**EXERCICE**
Recopiez mot pour mot l'intégralité de l'extrait du document portant sur la formule hybride annoncée par le ministre Saïd Amzazi.

**EXTRAIT DU DOCUMENT**
On notera que dans sa déclaration, le ministre de tutelle, Saïd Amzazi, a pris la précaution de préciser que la formule hybride retenue, qui a consisté à « combiner le deuxième et troisième modèle»*, a été décidée « en coordination avec les départements notamment de la Santé et de l’Intérieur sous la supervision du chef du gouvernement ».

On ne va pas faire la sémantique de ce « soit dit en passant » ni entrer dans le détail de ce qu’est le modèle annoncé « impliquant les familles » dans le choix du présentiel ou de l’enseignement à distance, même si, ce faisant, on peut subodorer que ce choix joue la partition des patrons du secteur privé qui ont lobbyé à fond pour un retour en classe pur et simple. Dans sa chronique, Bilal Talidi, dont nous ne partageons pas toujours les opinions, a analysé à notre sens correctement cette option.

**CONTENU DES DONNÉES**
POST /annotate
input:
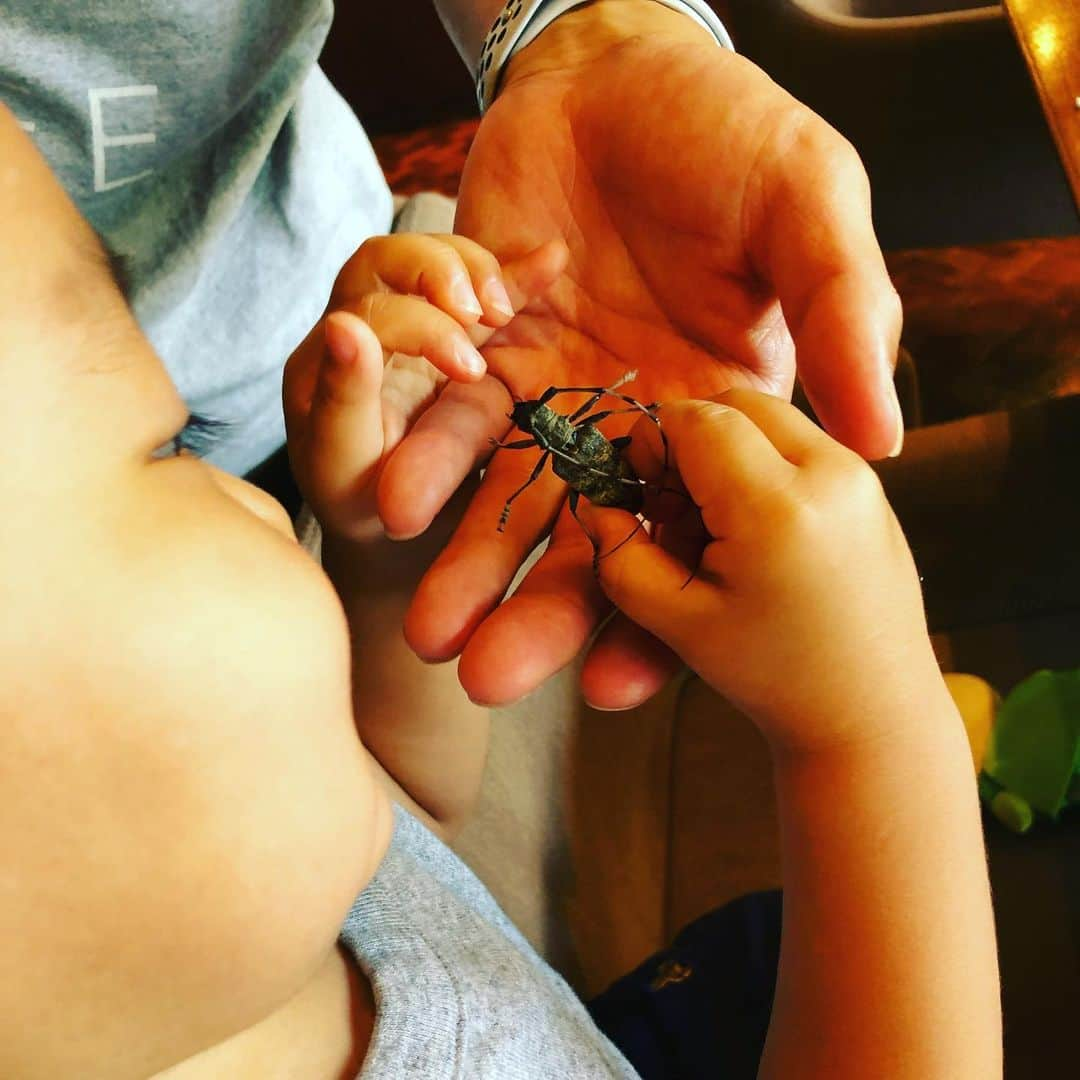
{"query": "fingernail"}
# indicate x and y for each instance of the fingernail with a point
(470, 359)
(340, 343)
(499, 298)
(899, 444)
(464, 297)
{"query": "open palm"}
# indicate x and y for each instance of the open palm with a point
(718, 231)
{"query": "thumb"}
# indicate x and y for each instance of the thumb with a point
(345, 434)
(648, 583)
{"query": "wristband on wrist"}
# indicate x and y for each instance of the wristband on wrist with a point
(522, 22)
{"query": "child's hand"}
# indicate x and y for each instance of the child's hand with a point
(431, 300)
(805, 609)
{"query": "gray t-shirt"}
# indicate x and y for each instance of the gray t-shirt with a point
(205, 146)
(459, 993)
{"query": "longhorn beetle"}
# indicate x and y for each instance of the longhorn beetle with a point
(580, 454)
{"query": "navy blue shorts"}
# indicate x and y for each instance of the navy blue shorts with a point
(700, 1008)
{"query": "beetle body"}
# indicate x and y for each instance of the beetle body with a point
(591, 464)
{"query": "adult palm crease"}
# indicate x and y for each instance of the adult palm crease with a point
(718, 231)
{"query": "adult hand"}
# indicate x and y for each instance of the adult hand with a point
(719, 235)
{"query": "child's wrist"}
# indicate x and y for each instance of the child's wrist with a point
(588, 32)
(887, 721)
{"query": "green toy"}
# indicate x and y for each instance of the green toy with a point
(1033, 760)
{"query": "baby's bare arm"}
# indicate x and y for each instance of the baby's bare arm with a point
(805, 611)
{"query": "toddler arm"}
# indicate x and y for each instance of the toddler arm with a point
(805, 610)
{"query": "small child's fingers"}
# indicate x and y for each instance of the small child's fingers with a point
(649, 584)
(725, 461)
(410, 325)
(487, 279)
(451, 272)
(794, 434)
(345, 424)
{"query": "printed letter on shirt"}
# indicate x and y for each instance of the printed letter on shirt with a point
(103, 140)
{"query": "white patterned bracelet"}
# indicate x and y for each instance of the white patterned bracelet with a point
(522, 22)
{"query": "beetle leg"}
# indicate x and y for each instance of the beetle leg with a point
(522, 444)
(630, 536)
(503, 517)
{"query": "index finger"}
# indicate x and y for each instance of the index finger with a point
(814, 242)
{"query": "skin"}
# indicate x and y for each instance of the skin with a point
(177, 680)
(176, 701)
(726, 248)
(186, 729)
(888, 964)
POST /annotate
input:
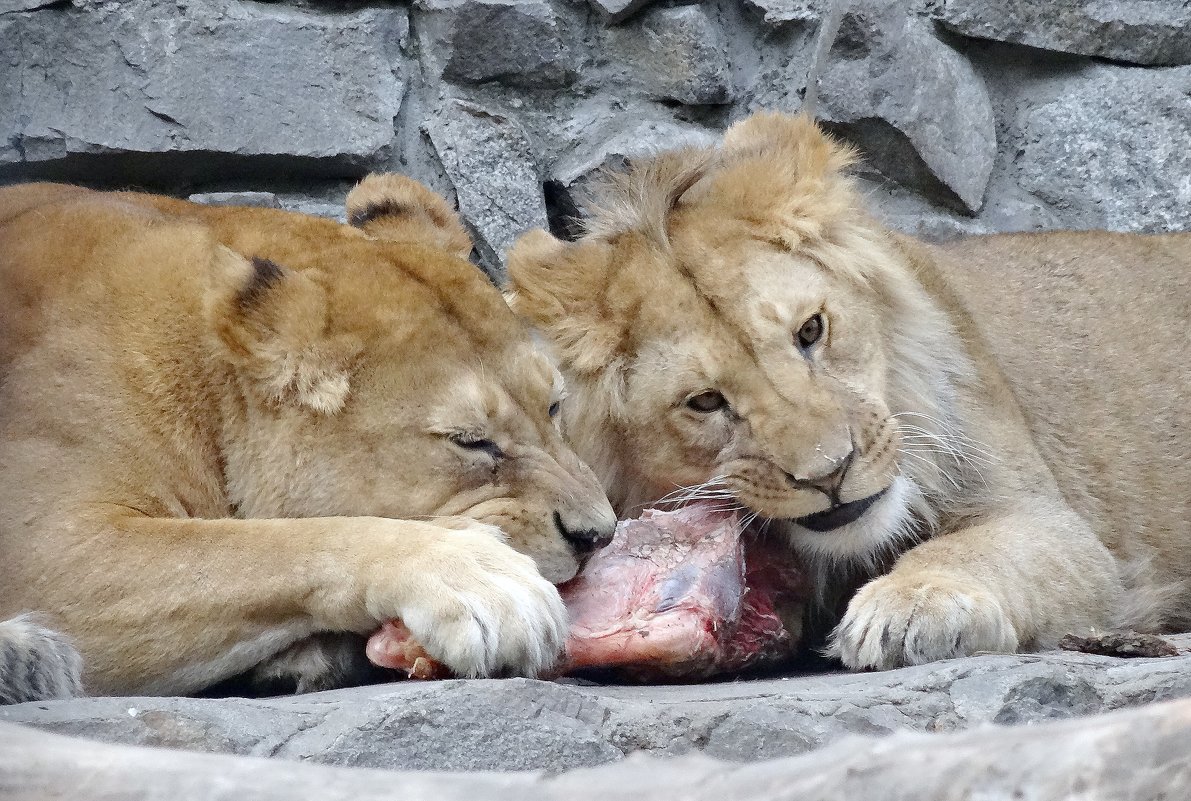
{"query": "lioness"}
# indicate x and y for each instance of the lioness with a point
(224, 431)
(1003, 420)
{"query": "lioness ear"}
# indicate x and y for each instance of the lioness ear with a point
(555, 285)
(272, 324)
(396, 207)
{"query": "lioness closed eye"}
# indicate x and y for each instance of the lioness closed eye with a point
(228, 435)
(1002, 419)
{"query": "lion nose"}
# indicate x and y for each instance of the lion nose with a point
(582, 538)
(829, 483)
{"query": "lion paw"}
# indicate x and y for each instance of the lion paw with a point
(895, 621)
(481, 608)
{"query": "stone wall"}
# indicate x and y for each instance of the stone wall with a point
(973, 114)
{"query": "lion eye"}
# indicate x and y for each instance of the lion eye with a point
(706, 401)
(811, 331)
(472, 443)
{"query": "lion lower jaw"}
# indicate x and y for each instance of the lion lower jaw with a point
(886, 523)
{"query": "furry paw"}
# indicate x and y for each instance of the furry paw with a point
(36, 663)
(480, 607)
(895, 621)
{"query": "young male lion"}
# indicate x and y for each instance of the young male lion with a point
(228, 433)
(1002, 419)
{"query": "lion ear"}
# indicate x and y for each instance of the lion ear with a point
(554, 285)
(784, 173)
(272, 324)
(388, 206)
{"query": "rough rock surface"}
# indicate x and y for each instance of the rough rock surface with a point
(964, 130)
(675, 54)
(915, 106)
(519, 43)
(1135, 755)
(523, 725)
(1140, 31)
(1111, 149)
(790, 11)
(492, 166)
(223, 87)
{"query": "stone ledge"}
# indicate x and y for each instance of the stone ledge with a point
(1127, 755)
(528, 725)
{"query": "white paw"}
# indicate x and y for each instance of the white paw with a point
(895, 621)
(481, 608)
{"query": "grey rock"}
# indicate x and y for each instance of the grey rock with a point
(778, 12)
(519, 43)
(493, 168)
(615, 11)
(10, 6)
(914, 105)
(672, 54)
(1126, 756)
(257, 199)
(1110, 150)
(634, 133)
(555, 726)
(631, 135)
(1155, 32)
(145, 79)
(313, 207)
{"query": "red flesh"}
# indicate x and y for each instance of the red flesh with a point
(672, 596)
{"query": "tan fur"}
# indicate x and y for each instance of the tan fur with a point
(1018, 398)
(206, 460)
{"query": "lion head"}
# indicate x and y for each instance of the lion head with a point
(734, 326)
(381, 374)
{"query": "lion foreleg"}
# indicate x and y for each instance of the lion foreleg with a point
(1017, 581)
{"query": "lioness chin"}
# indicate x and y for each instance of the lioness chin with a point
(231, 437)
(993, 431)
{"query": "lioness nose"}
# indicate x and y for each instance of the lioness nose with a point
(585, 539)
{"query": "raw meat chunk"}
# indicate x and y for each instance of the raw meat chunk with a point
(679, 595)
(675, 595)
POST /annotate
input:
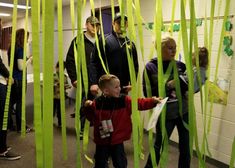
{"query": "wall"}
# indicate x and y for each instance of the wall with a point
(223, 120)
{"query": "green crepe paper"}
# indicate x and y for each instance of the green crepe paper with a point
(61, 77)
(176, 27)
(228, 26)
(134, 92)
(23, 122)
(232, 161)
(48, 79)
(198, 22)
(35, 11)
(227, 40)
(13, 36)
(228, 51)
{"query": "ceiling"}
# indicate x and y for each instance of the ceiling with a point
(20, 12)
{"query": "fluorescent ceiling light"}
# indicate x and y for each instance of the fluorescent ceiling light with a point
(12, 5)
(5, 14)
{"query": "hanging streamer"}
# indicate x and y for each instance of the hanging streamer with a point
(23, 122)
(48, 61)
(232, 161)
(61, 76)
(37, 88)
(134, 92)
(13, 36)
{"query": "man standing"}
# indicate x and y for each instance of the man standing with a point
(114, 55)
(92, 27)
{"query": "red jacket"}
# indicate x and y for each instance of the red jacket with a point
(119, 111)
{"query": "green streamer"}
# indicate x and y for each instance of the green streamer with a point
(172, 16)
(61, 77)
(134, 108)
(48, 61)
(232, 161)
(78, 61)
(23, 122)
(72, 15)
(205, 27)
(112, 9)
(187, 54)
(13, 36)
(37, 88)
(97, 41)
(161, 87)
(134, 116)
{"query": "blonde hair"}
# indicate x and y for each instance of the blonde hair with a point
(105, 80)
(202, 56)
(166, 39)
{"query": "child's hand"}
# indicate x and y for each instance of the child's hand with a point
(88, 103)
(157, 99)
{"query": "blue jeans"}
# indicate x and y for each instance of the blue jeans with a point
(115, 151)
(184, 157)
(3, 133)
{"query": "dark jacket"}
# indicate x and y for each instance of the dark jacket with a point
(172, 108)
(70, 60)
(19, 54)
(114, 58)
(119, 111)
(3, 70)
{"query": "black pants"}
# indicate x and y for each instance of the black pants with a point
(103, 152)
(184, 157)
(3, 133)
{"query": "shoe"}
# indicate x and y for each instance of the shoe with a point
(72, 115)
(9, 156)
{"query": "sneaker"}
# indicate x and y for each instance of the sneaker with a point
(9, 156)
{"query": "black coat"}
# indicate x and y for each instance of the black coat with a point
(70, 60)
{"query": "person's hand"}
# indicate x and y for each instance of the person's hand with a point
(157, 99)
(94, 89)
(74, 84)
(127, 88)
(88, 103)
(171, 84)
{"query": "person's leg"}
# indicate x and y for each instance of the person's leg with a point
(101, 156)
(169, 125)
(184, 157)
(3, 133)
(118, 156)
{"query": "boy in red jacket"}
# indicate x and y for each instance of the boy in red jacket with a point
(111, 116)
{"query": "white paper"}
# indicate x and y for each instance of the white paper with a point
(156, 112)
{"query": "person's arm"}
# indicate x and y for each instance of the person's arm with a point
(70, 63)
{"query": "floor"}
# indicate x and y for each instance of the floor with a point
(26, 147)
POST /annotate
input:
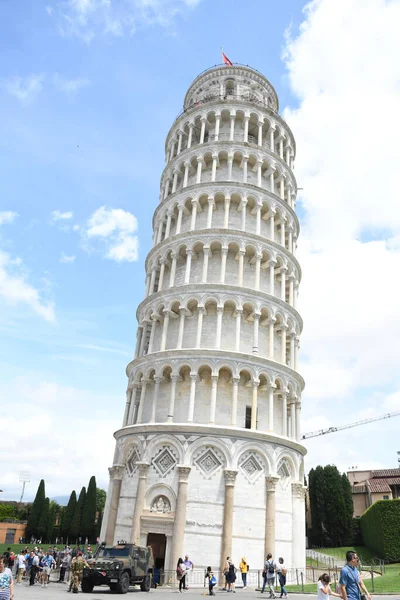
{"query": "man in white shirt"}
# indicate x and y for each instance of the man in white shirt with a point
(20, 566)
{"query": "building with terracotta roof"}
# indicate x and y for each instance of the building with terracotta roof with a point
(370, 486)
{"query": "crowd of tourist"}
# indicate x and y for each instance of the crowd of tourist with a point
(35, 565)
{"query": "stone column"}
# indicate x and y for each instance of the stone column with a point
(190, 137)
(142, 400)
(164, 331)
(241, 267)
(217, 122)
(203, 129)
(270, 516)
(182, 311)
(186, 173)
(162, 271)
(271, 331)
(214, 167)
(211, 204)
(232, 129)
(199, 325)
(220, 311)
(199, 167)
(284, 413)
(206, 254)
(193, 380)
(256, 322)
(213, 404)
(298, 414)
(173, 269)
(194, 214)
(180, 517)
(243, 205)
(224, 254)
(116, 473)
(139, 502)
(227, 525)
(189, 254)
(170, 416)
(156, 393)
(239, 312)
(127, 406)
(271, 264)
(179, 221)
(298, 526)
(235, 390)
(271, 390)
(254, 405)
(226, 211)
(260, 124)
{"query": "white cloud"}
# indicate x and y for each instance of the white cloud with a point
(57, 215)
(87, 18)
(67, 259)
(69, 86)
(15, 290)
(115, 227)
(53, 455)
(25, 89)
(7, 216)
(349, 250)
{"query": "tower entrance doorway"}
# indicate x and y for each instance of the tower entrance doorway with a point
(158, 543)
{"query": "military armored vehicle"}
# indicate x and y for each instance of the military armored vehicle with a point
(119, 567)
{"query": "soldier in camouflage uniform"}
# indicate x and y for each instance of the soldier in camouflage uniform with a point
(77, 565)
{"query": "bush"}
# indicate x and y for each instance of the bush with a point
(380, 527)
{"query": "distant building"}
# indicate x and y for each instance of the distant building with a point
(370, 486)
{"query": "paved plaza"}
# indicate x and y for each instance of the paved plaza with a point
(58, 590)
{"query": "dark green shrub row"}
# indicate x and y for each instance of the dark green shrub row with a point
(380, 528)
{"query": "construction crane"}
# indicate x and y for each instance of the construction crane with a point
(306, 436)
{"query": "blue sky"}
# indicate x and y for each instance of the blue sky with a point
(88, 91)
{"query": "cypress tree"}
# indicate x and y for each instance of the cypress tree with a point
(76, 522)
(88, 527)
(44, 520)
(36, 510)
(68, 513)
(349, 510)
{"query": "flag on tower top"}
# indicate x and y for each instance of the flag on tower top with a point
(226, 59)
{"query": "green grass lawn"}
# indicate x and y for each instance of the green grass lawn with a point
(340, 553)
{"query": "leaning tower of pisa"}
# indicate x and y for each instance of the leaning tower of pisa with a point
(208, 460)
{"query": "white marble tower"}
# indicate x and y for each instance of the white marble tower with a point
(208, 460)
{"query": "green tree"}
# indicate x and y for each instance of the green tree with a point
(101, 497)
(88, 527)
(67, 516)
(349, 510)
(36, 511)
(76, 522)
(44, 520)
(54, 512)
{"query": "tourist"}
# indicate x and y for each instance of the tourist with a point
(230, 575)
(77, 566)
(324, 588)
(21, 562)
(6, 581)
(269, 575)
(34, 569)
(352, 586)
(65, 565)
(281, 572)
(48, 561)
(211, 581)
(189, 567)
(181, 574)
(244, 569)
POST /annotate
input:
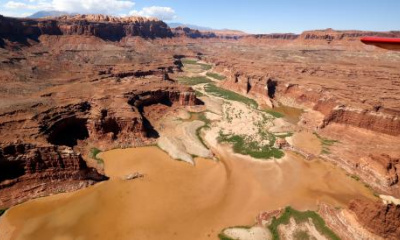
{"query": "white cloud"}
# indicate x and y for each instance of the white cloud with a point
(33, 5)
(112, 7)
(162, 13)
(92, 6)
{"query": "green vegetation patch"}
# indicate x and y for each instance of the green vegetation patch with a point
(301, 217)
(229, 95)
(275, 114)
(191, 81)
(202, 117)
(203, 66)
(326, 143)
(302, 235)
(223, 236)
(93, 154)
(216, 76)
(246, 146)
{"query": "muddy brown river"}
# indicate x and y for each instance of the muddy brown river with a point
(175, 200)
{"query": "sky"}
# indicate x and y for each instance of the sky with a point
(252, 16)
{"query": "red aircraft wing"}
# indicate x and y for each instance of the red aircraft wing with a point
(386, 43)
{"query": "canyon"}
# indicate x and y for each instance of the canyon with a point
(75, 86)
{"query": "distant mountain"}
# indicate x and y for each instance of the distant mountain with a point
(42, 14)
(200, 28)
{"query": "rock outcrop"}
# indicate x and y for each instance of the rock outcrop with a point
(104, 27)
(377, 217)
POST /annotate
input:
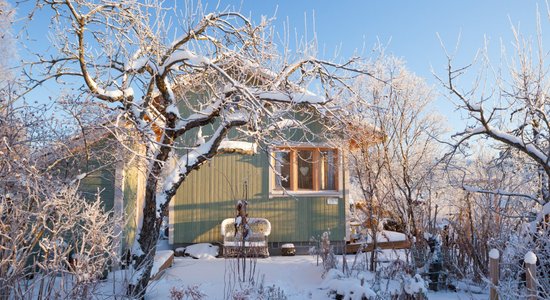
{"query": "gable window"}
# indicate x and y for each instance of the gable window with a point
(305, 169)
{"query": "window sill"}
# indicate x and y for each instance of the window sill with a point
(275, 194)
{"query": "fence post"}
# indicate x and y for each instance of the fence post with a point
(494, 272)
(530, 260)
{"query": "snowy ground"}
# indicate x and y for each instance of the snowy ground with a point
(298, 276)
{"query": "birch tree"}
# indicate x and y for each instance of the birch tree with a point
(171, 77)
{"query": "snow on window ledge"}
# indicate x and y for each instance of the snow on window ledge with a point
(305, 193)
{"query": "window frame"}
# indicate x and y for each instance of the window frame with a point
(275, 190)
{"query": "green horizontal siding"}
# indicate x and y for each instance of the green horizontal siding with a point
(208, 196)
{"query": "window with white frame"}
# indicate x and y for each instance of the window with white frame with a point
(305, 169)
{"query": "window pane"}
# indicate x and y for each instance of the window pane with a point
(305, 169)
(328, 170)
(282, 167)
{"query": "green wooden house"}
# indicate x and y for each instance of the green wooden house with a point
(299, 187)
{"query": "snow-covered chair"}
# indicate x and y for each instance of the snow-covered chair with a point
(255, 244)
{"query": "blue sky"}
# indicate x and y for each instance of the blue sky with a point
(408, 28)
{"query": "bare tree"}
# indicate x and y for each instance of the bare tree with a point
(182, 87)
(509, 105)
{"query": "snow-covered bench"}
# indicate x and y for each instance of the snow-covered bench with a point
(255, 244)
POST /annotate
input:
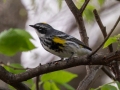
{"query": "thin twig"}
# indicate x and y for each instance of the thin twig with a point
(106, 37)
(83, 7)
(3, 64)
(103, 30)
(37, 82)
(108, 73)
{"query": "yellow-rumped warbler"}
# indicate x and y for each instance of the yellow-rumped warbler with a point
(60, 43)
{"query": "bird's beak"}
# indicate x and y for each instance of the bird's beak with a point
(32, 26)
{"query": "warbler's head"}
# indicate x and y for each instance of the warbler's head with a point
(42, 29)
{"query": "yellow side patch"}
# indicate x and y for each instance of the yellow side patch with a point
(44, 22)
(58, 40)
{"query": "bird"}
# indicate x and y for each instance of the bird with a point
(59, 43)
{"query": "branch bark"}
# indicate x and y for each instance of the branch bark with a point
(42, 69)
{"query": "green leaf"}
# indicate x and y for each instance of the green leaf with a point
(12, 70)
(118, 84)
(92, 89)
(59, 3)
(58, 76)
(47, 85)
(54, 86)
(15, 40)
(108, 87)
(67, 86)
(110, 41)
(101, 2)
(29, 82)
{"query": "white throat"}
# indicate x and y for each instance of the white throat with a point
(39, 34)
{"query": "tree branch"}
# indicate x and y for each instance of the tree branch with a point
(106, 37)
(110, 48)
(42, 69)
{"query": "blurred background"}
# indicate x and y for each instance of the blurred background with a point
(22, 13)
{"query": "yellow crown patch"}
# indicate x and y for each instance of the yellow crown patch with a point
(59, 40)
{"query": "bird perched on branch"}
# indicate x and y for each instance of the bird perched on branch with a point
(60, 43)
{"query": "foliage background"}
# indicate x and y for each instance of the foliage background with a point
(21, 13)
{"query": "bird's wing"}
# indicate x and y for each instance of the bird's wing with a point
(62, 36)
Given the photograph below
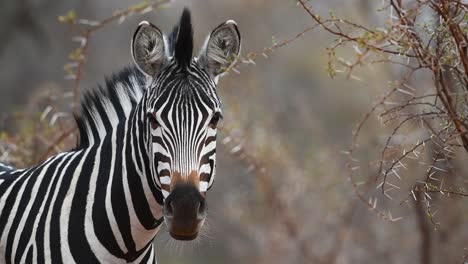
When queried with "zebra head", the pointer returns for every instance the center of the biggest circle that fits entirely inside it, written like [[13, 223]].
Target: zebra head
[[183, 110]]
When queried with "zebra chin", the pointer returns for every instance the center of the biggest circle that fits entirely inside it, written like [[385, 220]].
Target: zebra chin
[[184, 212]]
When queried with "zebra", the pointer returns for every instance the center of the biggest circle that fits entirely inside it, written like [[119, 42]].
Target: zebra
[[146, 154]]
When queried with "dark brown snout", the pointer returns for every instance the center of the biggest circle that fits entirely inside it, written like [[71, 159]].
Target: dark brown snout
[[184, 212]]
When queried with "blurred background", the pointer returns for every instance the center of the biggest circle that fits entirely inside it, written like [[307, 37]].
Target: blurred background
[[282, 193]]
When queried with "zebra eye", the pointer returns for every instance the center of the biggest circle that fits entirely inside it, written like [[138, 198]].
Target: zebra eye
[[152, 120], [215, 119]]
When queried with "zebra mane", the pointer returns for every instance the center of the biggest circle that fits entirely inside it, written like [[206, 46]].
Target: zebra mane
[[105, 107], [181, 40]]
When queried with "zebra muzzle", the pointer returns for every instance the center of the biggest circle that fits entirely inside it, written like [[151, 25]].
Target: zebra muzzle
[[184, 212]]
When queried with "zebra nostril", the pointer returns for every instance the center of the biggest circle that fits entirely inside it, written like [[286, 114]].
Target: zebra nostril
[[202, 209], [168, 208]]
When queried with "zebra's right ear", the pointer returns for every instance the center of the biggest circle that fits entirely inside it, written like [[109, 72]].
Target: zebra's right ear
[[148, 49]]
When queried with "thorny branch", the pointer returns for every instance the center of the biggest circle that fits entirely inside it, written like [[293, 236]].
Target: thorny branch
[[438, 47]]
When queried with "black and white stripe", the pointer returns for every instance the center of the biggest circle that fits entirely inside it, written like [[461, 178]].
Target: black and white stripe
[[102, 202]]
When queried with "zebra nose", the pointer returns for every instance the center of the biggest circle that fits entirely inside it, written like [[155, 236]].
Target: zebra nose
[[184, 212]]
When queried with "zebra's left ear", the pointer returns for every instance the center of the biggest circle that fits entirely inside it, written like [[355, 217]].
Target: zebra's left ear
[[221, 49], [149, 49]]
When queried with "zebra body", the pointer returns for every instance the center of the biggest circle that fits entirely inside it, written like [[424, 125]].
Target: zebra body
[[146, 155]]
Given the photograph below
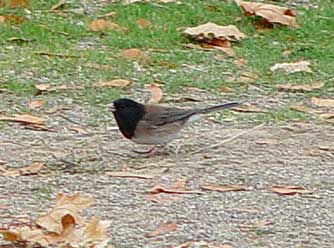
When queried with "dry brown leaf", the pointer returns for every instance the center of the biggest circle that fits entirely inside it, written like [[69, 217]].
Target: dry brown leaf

**RÉPONSE**
On notera que dans sa déclaration, le ministre de tutelle, Saïd Amzazi, a pris la précaution de préciser que la formule hybride retenue, qui a consisté à « combiner le deuxième et troisième modèle»*, a été décidée « en coordination avec les départements notamment de la Santé et de l’Intérieur sous la supervision du chef du gouvernement ».

On ne va pas faire la sémantique de ce « soit dit en passant » ni entrer dans le détail de ce qu’est le modèle annoncé « impliquant les familles » dans le choix du présentiel ou de l’enseignement à distance, même si, ce faisant, on peut subodorer que ce choix joue la partition des patrons du secteur privé qui ont lobbyé à fond pour un retour en classe pur et simple. Dans sa chronique, Bilal Talidi, dont nous ne partageons pas toujours les opinions, a analysé à notre sens correctement cette option.